**TEXTAUSZUG**
Die Esoterik-Keule am Bühnenrand

Doch auch auf der Ebene der Subjektkonstitution sind Fortschritte zu beobachten. Denn es ist eben nicht nur so, dass der vermeintlich kalte Blick der Kamera ausschließlich sein Objekt ausliefert, vielmehr kommt es zu reziproken Strategien, da sich das Subjekt im Spiegel der Kameralinse selbst erkennen kann. Sprachen wir einst mit Jacques Lacan vom Spiegelstadium, so sprechen wir heute von der Showtime, denn medientheoretisch ist der Körper ein Projektionsapparat:

Prinzipiell ist dabei die Auffassung, dass man vermittelst eines jeden Apparates, der Schwingungen des Äthers (Licht in unserem Falle) aufzunehmen vermag, umgekehrt auch Schwingungen des Äthers (Licht) produzieren kann oder dass man mit einem Apparat, der für Schwingungen der Luft (Töne) empfindlich ist, auch wieder Schwingungen der Luft (Töne) hervorbringen kann. (Ludwig Staudenmaier: Die Magie als experimentelle Naturwissenschaft)

So. Fehlt noch was? – Ach ja, die Ontologie. Das Sein steckt in unserem Beispiel natürlich in den Texten selbst, schockgefroren sozusagen. Hier bedarf es der Axt. Beim Vortragen geht der Lesende mit der Axt in den Text hinein und bricht ihn auf. Das kann mal zart, mal hart von statten gehen. Allerdings sollte man nicht allzu zimperlich sein, schließlich soll der Text Funken schlagen. Handelt es sich nun um einen „guten“ Text, dann ist er ontologisch aufgeladen und es kommt zu Synergie-Effekten mit dem Vortragenden, die zusätzlich befeuert werden vom Rauschen der Welt, hineingelassen durch die digitale Schnittstelle der Webcam. Einfach zauberhaft. Und jenen Kritikern, die jetzt mit der Esoterik-Keule am Bühnenrand drohen, sei erwidert, dass all das ja wirklich geschehen ist im Museum Bochum auf der Lesebühne. Als ich um 4 Uhr nachts meine schauderhaften American-Psycho-Passagen vortrug, war ich gleichzeitig der Vortragende Carsten Marc Pfeffer, der Autor Bret Easton Ellis sowie der Protagonist Patrick Bateman. Ein ontologischer Super-Gau als Produkt aus Text, Performance und Webcam. Und wenn ich nun anführe, dass mich am folgenden Tag der geniale Regisseur Hans Dreher, der meine Performance ebenfalls im Live-Stream gesehen hatte, anrief und mir die Rolle des Ellis in seinem neuen Theaterstück anbot, dann tue ich das nicht, um meine Eitelkeit, deren größtes Opfer ich ja selbst bin, weiterhin zu befeuern, sondern allein, um meine Thesen zu untermauern. Bald schon werden alle Lesungen über Live-Streaming im Internet übertragen werden, weil kein Veranstalter mehr auf den ontologischen Zauber der Webcam wird verzichten wollen.

**AUFGABEN**
1. Fasse den Absatz des Textauszugs, der mit „So. Fehlt noch was?“ beginnt, als knappe Stichpunktliste zusammen, ohne seine wesentlichen Aussagen wegzulassen.
2. Schreibe den Textauszug über Lesungen per Webcam im selben Ton weiter, beginnend nach seinem letzten Satz.
Die Auflistung hat mit dem Textauszug nichts zu tun.

**AUFGEFÜHRTE EINTRÄGE**
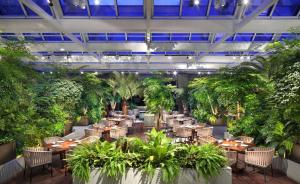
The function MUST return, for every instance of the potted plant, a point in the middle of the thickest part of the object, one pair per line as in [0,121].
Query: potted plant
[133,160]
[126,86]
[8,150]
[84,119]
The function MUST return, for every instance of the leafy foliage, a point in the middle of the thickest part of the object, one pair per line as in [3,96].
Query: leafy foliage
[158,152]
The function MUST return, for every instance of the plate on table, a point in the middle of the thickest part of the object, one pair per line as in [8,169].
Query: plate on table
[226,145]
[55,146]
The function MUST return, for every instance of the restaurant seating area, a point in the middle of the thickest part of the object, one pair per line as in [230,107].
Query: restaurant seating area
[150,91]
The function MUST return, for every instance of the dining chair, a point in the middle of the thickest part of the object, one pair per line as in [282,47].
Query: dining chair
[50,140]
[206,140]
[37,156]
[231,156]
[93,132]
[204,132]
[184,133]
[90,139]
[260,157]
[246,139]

--

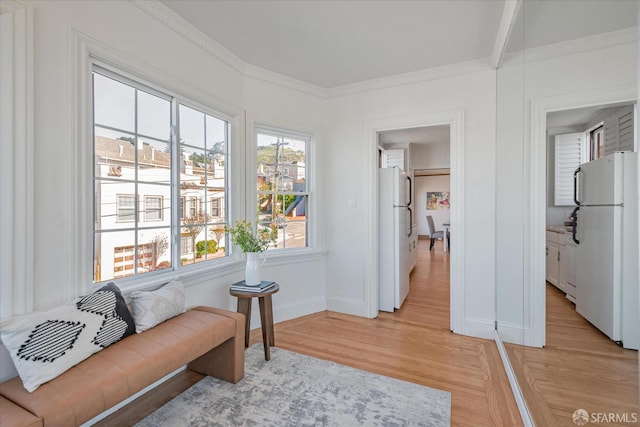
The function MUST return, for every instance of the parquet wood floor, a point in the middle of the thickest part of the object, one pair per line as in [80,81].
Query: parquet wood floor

==

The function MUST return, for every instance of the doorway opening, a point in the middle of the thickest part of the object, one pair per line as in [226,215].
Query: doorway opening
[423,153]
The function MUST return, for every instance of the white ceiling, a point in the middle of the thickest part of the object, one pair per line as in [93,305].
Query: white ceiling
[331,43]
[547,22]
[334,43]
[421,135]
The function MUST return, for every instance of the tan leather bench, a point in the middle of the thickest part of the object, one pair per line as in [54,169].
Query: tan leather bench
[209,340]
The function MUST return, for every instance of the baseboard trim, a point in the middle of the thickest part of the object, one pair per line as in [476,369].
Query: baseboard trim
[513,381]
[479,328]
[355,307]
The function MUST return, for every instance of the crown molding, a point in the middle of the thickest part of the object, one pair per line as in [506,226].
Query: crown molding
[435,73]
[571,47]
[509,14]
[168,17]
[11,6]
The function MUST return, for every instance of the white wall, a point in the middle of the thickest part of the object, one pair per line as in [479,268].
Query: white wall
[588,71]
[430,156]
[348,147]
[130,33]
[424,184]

**ERWARTETE LÖSUNGEN**
1.
- Das Sein steckt in den Texten selbst, gleichsam schockgefroren.
- Beim Vortragen bricht der Lesende den Text wie mit einer Axt auf, mal zart, mal hart, damit er Funken schlägt.
- Ein „guter“ Text ist ontologisch aufgeladen. Er erzeugt Synergie-Effekte mit dem Vortragenden, die durch das über die Webcam hereingelassene Rauschen der Welt zusätzlich befeuert werden.
- Gegen den Vorwurf der Esoterik wird angeführt, dass dies wirklich auf der Lesebühne im Museum Bochum geschehen ist.
- Beim Vortrag von American-Psycho-Passagen um 4 Uhr nachts war Carsten Marc Pfeffer zugleich Vortragender, Autor Bret Easton Ellis und Protagonist Patrick Bateman. Das wird als „ontologischer Super-Gau“ aus Text, Performance und Webcam beschrieben.
- Am folgenden Tag bot der Regisseur Hans Dreher, der den Live-Stream gesehen hatte, telefonisch die Rolle des Ellis in seinem neuen Theaterstück an. Dies wird als Beleg für die Thesen angeführt.
- Prognose: Bald werden alle Lesungen per Live-Streaming im Internet übertragen, weil kein Veranstalter auf den ontologischen Zauber der Webcam verzichten will.

2.
Doch gab es auch Probleme. Denn leider müssen wir Jacques Derrida recht geben, wenn er sagt: „Das Zentrum ist nicht das Zentrum.“ – Ja, es gab Leerstellen. Was heißt beispielsweise „Direktübertragung“, wenn die Bilder zeitverzögert im Internet sichtbar werden? Oder wie verhält es sich mit dem begrenzten Blickwinkel der Webcam? – Ungeheuerliches trat zutage. So wurden die Vortragenden immer nur aus dem Off anmoderiert, derweil sie selbst bereits am Lesepult vor dem Objektiv der statischen Webcam saßen. Wie leicht hätte man dieses Manko mit einem beherzten Kameraschwenk, oder besser noch: einer zweiten Kamera beheben können? Aber wie hätte all das organisiert werden sollen? Allein vier Personen (Museumspersonal miteingerechnet) waren nötig gewesen, um den ordnungsgemäßen Betrieb der Nonstop-Lesung zu gewährleisten, und das 24 Stunden am Tag. Besonders in den Nächten wäre es unverantwortlich gewesen, für einen „Kameraschwenk“ weitere Kräfte hinzuzuziehen. Oft ging es so hoch her, dass sogar die Graupensuppenausgabe im Museumsfoyer vernachlässigt werden musste. So kam es vor, dass ein Gast eine Graupensuppe essen wollte, sich jedoch niemand einfand, ihm diese auszuschenken, weil das Team zu diesem Zeitpunkt mit Organisationsproblemen beschäftigt war. Oft musste umdisponiert und eingesprungen werden. Jedes Mitglied des Organisationsteam ging bis an seine Grenzen und oft auch darüber hinaus. Permanenter Schlafentzug einhergehend mit Schwindel und Fieber waren keine Seltenheit. Vor diesem Hintergrund von einem „Kameraschwenk“ zu reden, wäre grob fahrlässig gewesen.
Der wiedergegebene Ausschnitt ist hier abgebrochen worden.